### WORKING DATA

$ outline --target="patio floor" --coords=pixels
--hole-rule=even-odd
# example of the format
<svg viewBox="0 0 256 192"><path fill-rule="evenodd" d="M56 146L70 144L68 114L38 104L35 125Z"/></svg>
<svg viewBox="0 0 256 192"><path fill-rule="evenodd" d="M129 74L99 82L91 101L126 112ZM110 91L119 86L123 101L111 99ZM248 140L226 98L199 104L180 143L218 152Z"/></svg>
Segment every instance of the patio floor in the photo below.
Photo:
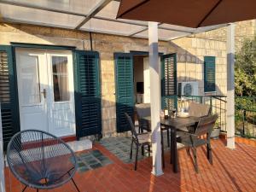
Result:
<svg viewBox="0 0 256 192"><path fill-rule="evenodd" d="M211 166L206 158L206 148L199 148L200 172L196 174L190 157L184 149L180 149L180 172L173 173L172 165L166 163L165 174L158 177L150 173L151 158L140 160L137 171L133 171L133 164L125 163L103 145L96 143L92 150L82 153L88 152L88 155L93 155L91 158L96 157L95 160L98 163L102 162L102 160L107 160L107 163L95 169L86 169L85 172L78 171L74 180L80 191L86 192L256 191L256 148L236 143L236 148L230 150L225 148L224 140L212 141L212 143L213 166ZM166 162L169 162L169 152L166 153L165 158ZM5 169L5 176L7 192L21 191L23 186L8 168ZM26 191L36 190L27 189ZM61 188L48 191L76 190L73 183L68 183Z"/></svg>

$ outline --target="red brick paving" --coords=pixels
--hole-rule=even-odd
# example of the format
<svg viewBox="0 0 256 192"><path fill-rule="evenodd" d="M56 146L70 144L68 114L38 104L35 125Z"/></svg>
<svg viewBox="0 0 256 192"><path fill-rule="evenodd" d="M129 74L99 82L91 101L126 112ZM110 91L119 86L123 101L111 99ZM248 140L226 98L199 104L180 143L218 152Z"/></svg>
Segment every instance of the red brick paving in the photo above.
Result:
<svg viewBox="0 0 256 192"><path fill-rule="evenodd" d="M179 173L173 173L172 165L166 163L164 175L151 174L152 159L147 158L138 163L137 171L132 164L124 164L100 144L99 149L113 164L86 172L77 172L74 180L80 191L86 192L207 192L207 191L256 191L256 148L236 143L236 148L225 148L223 140L212 141L213 166L206 157L206 149L198 149L199 170L195 173L190 157L184 149L178 151ZM165 155L169 162L170 155ZM23 187L8 168L5 169L7 192L21 191ZM27 189L26 191L36 191ZM46 190L39 190L46 191ZM76 191L70 182L61 188L48 191Z"/></svg>

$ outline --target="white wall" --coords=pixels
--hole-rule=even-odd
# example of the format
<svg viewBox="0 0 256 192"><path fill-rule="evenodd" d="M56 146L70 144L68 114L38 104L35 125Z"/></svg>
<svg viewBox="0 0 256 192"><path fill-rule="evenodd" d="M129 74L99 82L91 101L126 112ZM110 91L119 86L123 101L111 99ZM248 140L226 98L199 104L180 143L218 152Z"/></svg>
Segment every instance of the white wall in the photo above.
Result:
<svg viewBox="0 0 256 192"><path fill-rule="evenodd" d="M5 191L4 183L4 163L3 163L3 129L1 119L1 105L0 105L0 192Z"/></svg>

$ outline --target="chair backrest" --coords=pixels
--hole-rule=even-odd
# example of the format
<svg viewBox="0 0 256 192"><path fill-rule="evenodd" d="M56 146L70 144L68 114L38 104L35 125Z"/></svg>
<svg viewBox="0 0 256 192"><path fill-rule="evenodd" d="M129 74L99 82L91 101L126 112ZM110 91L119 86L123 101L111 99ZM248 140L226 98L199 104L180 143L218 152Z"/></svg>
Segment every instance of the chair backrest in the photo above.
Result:
<svg viewBox="0 0 256 192"><path fill-rule="evenodd" d="M207 104L201 104L197 102L190 102L189 113L193 117L204 117L209 115L211 113L211 107Z"/></svg>
<svg viewBox="0 0 256 192"><path fill-rule="evenodd" d="M134 126L134 125L132 123L131 118L126 113L125 113L125 115L127 122L128 122L128 124L129 124L129 125L131 127L131 134L132 134L132 137L136 140L136 142L138 142L137 133L135 126Z"/></svg>
<svg viewBox="0 0 256 192"><path fill-rule="evenodd" d="M41 189L64 184L73 177L78 166L67 144L38 130L16 133L8 144L7 161L23 184Z"/></svg>
<svg viewBox="0 0 256 192"><path fill-rule="evenodd" d="M138 119L150 116L150 103L141 103L141 104L136 104L135 108L137 111L137 114L138 116Z"/></svg>
<svg viewBox="0 0 256 192"><path fill-rule="evenodd" d="M208 137L210 137L217 119L218 114L201 118L195 128L195 134L197 136L208 134Z"/></svg>

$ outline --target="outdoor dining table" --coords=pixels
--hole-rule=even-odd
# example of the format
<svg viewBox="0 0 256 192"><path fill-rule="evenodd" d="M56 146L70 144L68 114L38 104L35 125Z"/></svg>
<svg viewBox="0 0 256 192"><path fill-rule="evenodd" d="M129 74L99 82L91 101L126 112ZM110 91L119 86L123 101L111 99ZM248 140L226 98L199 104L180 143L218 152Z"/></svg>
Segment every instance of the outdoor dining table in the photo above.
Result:
<svg viewBox="0 0 256 192"><path fill-rule="evenodd" d="M145 120L151 120L151 116L144 117ZM171 164L173 164L173 172L178 172L177 166L177 131L184 131L184 128L191 126L198 123L198 117L186 117L186 118L168 118L160 119L160 131L161 131L161 149L162 149L162 161L163 167L165 166L164 161L164 144L163 144L163 130L171 130ZM169 136L167 136L169 137Z"/></svg>

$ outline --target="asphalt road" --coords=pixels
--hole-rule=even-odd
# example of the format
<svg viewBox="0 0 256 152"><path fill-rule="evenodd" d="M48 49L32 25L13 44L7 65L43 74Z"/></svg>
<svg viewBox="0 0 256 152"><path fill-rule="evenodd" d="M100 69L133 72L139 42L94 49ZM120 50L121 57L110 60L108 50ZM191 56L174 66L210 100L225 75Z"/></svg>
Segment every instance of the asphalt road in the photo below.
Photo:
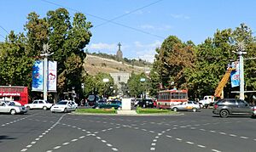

######

* _WHAT IS REQUIRED_
Rewrite the rows from the start of the rows to the line with "173L173 173L172 165L166", both ends included, swapping "Segment" for "Mark" and keeping everything else the same. Leave out the pictures.

* _COMPLETED EXERCISE_
$ outline --target="patio floor" --coords=pixels
--hole-rule=even-odd
# example of the format
<svg viewBox="0 0 256 192"><path fill-rule="evenodd" d="M56 146L70 144L68 114L38 104L35 125Z"/></svg>
<svg viewBox="0 0 256 192"><path fill-rule="evenodd" d="M129 74L99 82L91 101L126 112ZM110 91L119 86L123 101L111 99ZM248 140L226 98L199 104L180 143L218 152Z"/></svg>
Mark every instance of the patio floor in the photo below.
Photo:
Result:
<svg viewBox="0 0 256 192"><path fill-rule="evenodd" d="M211 166L206 158L206 148L199 148L200 172L196 174L190 157L184 149L180 149L180 172L173 173L172 165L166 163L165 174L158 177L150 173L151 158L140 160L137 171L133 171L133 164L125 163L103 145L96 143L92 150L82 153L88 152L88 155L93 155L91 158L96 157L95 160L98 163L102 162L102 160L107 160L107 163L95 169L86 169L85 172L78 171L74 180L80 191L86 192L256 191L256 148L236 143L236 148L230 150L225 148L224 140L212 141L212 143L213 166ZM166 162L169 162L169 152L166 153L165 158ZM5 169L5 176L7 192L21 191L23 186L8 168ZM26 191L36 190L27 189ZM61 188L48 191L76 190L73 183L68 183Z"/></svg>

$ outline --target="red brick paving" --coords=pixels
--hole-rule=even-odd
# example of the format
<svg viewBox="0 0 256 192"><path fill-rule="evenodd" d="M56 146L70 144L68 114L38 104L35 125Z"/></svg>
<svg viewBox="0 0 256 192"><path fill-rule="evenodd" d="M129 74L99 82L91 101L126 112ZM110 91L119 86L123 101L111 99ZM248 140L226 98L199 104L180 143L218 152Z"/></svg>
Mark every instance of the red brick paving in the photo above.
Result:
<svg viewBox="0 0 256 192"><path fill-rule="evenodd" d="M179 173L173 173L172 165L166 163L164 175L151 174L152 159L147 158L138 163L137 171L132 164L124 164L100 144L99 149L113 164L86 172L77 172L74 180L80 191L86 192L207 192L207 191L256 191L256 148L236 143L236 148L225 148L223 140L212 141L213 166L206 157L206 149L198 149L199 170L195 173L190 157L184 149L178 151ZM165 155L169 162L170 155ZM23 187L8 168L5 169L7 192L21 191ZM27 189L26 191L36 191ZM46 190L39 190L46 191ZM76 191L70 182L61 188L48 191Z"/></svg>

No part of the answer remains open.